TEKS BACAAN:
★ ★ ★ ★ ★

Inibaru.id - Bagi pendaki pemula, membayangkan tidur di tenda dan menaklukkan puncak gunung bisa terasa seru sekaligus menantang. Namun, pernahkah kamu bertanya, bagaimana mereka buang air besar (BAB) saat melakukan pendakian?
Perlu kamu tahu, nggak semua jalur pendakian memiliki toilet umum untuk BAB. Inilah yang nggak dipahami Suryani pada pendakian perdananya pada medio 2023 lalu. Kala itu, yang bikin gentar bukanlah medan terjal nan curam yang harus ditaklukkannya, tapi "panggilan alam" yang mendadak muncul di tengah perjalanan.
Bagi sebagian orang, BAB adalah kegiatan penting yang terasa memalukan untuk dibicarakan. Inilah yang dilakukan Yani, sapaan akrabnya. Dia memilih diam saja dan tetap melanjutkan perjalanan sembari menahan hasrat BAB.
"Aku bingung dan merasa malu untuk tanya teman seperjalanan, sementara perut sudah nggak bisa diajak kompromi. Beruntung, waktu itu ada temanku yang melihat gerakanku yang melambat; dikiranya aku sakit," kata pendaki asal Kabupaten Pati tersebut, belum lama ini.
Setelah mengetahui bahwa dirinya harus BAB, Yani mengungkapkan, tanpa mengejek salah seorang temannya segera mengeluarkan sekop kecil dan kantung berisi tisu kering, tisu basah, dan plastik klip berukuran agak besar, sementara teman lainnya mencarikan tempat yang aman untuk BAB.

★ ★ ★ ★ ★

TUGAS:
Salin kata demi kata bagian teks bacaan yang dimulai dari "Setelah mengetahui bahwa" dan berakhir pada "aman untuk BAB.". Daftar yang menyusul tidak berkaitan dengan teks bacaan.

DATA TERKUMPUL:
★ ★ ★ ★ ★

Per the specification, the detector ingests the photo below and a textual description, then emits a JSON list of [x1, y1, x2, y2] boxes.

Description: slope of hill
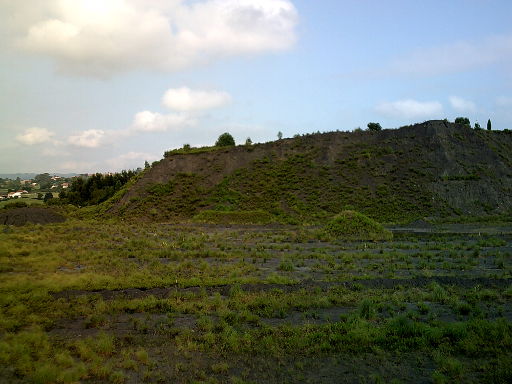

★ ★ ★ ★ ★

JAWABAN BENAR:
Setelah mengetahui bahwa dirinya harus BAB, Yani mengungkapkan, tanpa mengejek salah seorang temannya segera mengeluarkan sekop kecil dan kantung berisi tisu kering, tisu basah, dan plastik klip berukuran agak besar, sementara teman lainnya mencarikan tempat yang aman untuk BAB.